Transcribe the data that follows, exactly and in full.

ENTRIES SUPPLIED START

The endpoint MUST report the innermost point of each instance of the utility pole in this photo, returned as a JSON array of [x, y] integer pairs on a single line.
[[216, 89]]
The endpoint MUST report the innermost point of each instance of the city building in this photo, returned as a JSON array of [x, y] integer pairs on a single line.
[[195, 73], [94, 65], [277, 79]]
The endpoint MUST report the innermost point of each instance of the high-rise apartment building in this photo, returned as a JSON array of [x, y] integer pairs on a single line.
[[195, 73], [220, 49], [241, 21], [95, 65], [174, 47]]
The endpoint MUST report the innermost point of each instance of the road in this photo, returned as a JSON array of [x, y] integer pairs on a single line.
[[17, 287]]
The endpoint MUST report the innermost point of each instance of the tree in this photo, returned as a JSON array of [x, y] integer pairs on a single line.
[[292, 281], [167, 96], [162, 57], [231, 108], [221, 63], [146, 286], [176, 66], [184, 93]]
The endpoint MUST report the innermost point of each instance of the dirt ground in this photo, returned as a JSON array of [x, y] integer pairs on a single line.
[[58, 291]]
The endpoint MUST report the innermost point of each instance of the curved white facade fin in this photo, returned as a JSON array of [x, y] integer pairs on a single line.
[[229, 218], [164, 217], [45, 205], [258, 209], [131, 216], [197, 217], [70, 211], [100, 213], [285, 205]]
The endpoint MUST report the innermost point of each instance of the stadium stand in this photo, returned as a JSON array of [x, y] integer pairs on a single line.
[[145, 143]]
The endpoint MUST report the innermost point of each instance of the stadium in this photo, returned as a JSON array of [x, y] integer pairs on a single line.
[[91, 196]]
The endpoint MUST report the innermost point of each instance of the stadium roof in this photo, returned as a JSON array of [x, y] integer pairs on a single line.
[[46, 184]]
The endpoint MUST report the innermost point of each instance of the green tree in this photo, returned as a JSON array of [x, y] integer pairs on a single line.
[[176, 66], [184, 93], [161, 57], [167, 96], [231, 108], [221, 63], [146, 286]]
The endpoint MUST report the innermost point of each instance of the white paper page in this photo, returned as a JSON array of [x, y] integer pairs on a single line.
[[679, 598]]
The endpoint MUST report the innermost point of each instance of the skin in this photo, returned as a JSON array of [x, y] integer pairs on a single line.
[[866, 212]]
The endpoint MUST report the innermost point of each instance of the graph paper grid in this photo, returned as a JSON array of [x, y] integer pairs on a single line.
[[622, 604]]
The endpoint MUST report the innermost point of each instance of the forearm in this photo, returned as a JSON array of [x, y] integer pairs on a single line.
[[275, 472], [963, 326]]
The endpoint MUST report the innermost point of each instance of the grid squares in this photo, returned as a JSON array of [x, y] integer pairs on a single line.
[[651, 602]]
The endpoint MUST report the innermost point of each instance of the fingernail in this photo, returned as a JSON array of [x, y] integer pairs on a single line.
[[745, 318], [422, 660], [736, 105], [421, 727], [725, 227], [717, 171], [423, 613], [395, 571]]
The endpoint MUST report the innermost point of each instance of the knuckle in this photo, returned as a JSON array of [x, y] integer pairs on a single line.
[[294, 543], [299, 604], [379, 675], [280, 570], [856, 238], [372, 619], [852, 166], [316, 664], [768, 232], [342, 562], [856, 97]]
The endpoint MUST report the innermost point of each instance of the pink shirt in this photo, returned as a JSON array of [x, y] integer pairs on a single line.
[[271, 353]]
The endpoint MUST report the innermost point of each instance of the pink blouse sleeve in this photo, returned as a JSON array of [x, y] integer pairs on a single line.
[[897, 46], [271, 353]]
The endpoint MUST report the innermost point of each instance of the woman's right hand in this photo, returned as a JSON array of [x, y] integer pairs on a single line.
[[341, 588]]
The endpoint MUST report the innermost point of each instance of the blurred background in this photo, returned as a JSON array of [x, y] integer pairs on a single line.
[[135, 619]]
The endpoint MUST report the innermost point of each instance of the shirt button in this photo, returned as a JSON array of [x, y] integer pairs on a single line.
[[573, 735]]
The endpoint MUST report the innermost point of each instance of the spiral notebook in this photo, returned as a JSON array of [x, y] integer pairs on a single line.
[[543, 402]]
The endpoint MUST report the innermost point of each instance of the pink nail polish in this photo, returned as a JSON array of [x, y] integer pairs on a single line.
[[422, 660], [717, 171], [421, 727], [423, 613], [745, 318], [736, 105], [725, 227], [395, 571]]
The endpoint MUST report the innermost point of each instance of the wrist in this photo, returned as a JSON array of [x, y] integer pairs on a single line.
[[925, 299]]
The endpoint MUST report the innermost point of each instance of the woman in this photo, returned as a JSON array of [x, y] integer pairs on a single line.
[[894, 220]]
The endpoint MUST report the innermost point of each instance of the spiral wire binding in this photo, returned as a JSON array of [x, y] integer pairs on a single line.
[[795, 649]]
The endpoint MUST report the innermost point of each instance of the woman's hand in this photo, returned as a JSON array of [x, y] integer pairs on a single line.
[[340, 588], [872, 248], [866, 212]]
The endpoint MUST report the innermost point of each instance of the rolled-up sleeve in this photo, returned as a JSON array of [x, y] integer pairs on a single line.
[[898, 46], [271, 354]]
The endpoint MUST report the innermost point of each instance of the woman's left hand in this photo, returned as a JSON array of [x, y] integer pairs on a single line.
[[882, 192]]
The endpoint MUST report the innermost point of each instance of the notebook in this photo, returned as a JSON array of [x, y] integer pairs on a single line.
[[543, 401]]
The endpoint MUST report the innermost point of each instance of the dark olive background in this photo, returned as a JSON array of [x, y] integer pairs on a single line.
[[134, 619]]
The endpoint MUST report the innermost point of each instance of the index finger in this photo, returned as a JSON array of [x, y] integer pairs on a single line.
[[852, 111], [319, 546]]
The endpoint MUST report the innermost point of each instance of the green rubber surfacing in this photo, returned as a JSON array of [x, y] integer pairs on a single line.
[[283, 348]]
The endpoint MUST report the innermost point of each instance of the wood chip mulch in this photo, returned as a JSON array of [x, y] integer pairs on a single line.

ENTRIES SUPPLIED END

*ANSWER TO THIS PROBLEM:*
The endpoint MUST report the innermost point of each instance of the utility pole in this photo, returned as a JSON array of [x, y] integer pairs on a single line.
[[216, 89]]
The endpoint MUST report the innermost point of each instance of the city building in this photo, returned as a JSON array of [x, y] integer pairs on a single line.
[[195, 73], [94, 65], [277, 79]]
The endpoint MUST report the innermost point of each instance of the high-rise apartment building in this photo, returned as a JSON array of [x, y] integer pairs on a single line.
[[195, 73], [220, 49], [241, 21], [95, 65], [174, 47]]
The endpoint MUST report the innermost point of each instance of the road in this photo, returned as a JSON array of [x, y] integer pairs on a single line.
[[17, 287]]
The endpoint MUST report the innermost point of each instance of the tree in this photo, returned as a JSON array of [x, y] integer pairs on a single line.
[[292, 281], [167, 96], [162, 57], [231, 108], [221, 63], [146, 286], [176, 66], [184, 93]]
The endpoint MUST report the innermost point of each instance of the dirt ground in this photo, returned as a JSON array of [x, y] integer pairs on a single line.
[[58, 291]]
The endpoint MUST report the innermost point of each instance of the curved white facade fin in this photo, returned as a JSON array of [x, y] integer pairs on a single line.
[[229, 218], [164, 217], [45, 205], [258, 209], [131, 216], [197, 217], [70, 211], [100, 213], [285, 205]]
The endpoint MUST report the innermost point of each instance of the stadium stand in this photo, returned as a JSON array of [x, y] integer pairs on a single line.
[[145, 143]]
The endpoint MUST report the innermost point of each instance of the stadium in this photo, returned as a JSON array of [x, y] integer pairs on a single line.
[[91, 196]]
The endpoint MUST report the innermost point of each instance of the stadium roof in this photo, returned as a JSON array of [x, y] integer pairs on a single line.
[[46, 184]]
The endpoint MUST report the innermost point of each instance of the green tree in this photo, returned as a JSON array of [x, y] integer pairs on a single line.
[[176, 66], [184, 93], [161, 57], [167, 96], [231, 108], [221, 63], [146, 286]]
The endpoint MUST report the innermost point of each instance of the white paper page in this photo, returned as a JSON array of [x, y] integer pairs on a single line.
[[679, 598]]
The endpoint MUST report the innermost point of each instance of the skin in this photo, returned as a JSON array of [x, y] integer pairs on a single line.
[[866, 212]]
The endpoint MUST report the innermost point of each instance of the graph paper grid in this photo, returned as a JSON array of [x, y] integer pairs on a single line.
[[622, 604]]
The endpoint MUST report the innermost point of each instance of the forearm in this photo, returned as a JSON array of [x, y] integer pairs on a single line.
[[275, 472], [963, 326]]
The endpoint MUST report the innermost point of each instance of the grid squares in this photo, returned as a JSON array of [x, y] integer pairs on a single line.
[[651, 602]]
The endpoint MUST report the innermost point of each instance of the fingernail in this photo, returned as a JSON array of [x, y] integer pairs on a single line.
[[745, 318], [422, 660], [736, 105], [421, 727], [725, 227], [717, 171], [423, 613], [395, 571]]
The endpoint MUST report the innermost point of each instance of the knuckle in this photo, returned as a JSON array of [x, y] integer pairs on a single line.
[[294, 543], [299, 604], [379, 675], [280, 570], [856, 238], [372, 619], [852, 166], [316, 664], [768, 232], [342, 562], [856, 97]]
The endpoint MUST report the innermost point of each instance of the pink shirt in this photo, returned as a JSON array of [x, y] integer pairs on a single line.
[[271, 353]]
The endpoint MUST report the innermost point of each instance of the pink blouse sleeve in this photo, returned as a JSON array of [x, y] integer pairs on a single line.
[[897, 46], [271, 353]]
The endpoint MUST report the innermost point of each instance of the woman's right hand in this photo, returned as a JSON array of [x, y] integer pairs on a single line.
[[341, 588]]
The endpoint MUST report the innermost point of each instance of the blurred background in this photo, returned as a JSON array of [x, y] integer pairs on a single line.
[[135, 619]]
The endpoint MUST report the innermost point of each instance of the shirt button in this photo, returned as a JSON array of [x, y] integer pairs on a single line.
[[573, 735]]
The endpoint MUST report the innermost point of each instance of the spiral notebook in this photo, returned as a JSON array of [x, y] integer pairs on a single line.
[[543, 402]]
The endpoint MUST report the innermost point of each instance of the pink nail polish in this photo, returned as a JSON array of [x, y] integer pairs on a single line.
[[422, 660], [717, 171], [421, 727], [423, 613], [745, 318], [736, 105], [725, 227], [395, 571]]
The endpoint MUST report the innermost point of each instance of the wrist in this photo, returned as a JSON array of [x, y] integer pairs on a single line.
[[925, 299]]
The endpoint MUST report the innermost point of each instance of the woman in this photo, returned as a JSON array of [x, y] integer pairs on a single line.
[[894, 220]]
The endpoint MUST report the innermost point of each instance of the spiral wire binding in this photo, returned as a JSON array of [x, y] integer pairs on a single line.
[[795, 649]]
The endpoint MUST report the innermost point of each instance of the woman's hand in this photo, returned as a JSON array of [x, y] integer pairs on a single line.
[[340, 588], [872, 248], [866, 212]]
The endpoint MUST report the innermost point of each instance of the rolled-up sleeve in this photo, returned as a JSON array of [x, y] integer pairs on a single line.
[[898, 46], [271, 354]]
The endpoint MUST report the innermost point of each instance of the woman's left hand in this photo, returned as a JSON array of [x, y] integer pairs on a single line.
[[882, 192]]
The endpoint MUST report the innermost point of each instance of the notebook in this photo, returned as a JSON array of [x, y] integer pairs on a single line.
[[543, 401]]
The endpoint MUST report the innermost point of each instance of the dark olive background in this photo, returned as a JSON array of [x, y] integer pairs on a single line.
[[134, 619]]
The endpoint MUST report the innermost point of each instance of the index finger in this photo, returned as a JSON array of [x, y] integer pairs on a single line.
[[852, 111], [319, 546]]
The endpoint MUST report the innermost point of each instance of the green rubber surfacing in this photo, returned as a JSON array of [x, y] integer pairs on a single line.
[[283, 348]]
The endpoint MUST report the innermost point of each instance of the wood chip mulch in this photo, returned as a JSON array of [x, y] integer pairs on a single line.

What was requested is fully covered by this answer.